Exactly as written, give again the line with "In this exercise you will label the poster" and all subsequent lines through the end of the records.

• DATASET
· · · ·
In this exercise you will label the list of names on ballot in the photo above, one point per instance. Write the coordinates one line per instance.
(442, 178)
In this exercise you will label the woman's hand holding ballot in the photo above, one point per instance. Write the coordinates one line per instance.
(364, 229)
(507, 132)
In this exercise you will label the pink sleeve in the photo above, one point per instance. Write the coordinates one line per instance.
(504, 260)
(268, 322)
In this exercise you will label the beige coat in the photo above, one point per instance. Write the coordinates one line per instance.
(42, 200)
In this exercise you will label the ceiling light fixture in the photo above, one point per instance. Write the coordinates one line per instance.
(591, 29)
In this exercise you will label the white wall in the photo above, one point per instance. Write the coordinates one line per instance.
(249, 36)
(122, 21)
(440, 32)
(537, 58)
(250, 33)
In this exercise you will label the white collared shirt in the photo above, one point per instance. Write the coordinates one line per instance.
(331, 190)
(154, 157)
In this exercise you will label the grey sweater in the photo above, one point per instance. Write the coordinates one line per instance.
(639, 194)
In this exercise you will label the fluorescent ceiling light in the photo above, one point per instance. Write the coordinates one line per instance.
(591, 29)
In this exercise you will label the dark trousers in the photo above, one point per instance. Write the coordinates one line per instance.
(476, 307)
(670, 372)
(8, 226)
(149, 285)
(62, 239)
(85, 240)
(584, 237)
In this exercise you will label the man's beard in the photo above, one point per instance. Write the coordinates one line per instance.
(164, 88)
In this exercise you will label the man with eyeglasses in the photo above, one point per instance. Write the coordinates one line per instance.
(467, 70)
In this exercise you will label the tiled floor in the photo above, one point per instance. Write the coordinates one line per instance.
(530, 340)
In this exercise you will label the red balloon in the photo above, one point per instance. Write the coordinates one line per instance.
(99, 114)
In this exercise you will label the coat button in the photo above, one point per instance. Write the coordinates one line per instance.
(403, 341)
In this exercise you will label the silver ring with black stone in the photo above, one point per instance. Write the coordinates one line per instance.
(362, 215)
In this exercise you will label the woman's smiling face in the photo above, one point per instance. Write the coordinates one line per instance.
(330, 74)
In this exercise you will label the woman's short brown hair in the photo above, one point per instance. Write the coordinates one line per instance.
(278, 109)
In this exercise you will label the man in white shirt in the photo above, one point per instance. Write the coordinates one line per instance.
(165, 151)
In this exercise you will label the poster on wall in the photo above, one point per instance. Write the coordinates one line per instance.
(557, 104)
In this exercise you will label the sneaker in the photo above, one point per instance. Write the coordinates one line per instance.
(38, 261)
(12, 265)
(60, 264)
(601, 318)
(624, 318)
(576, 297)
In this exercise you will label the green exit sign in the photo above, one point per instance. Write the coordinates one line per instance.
· · · ·
• SOLUTION TO THIS EXERCISE
In this exercise you will label the poster on wall in the photo above, one point per instance. Write the coordinates one line per instance.
(557, 104)
In this exercise you will label the sneaker in the photo above, one point per instance. Write the coordinates one line per instance.
(38, 261)
(12, 265)
(60, 264)
(601, 318)
(624, 318)
(576, 297)
In this exercise you will label the green exit sign in the photo above, one point per instance. Write the coordinates one line per instance.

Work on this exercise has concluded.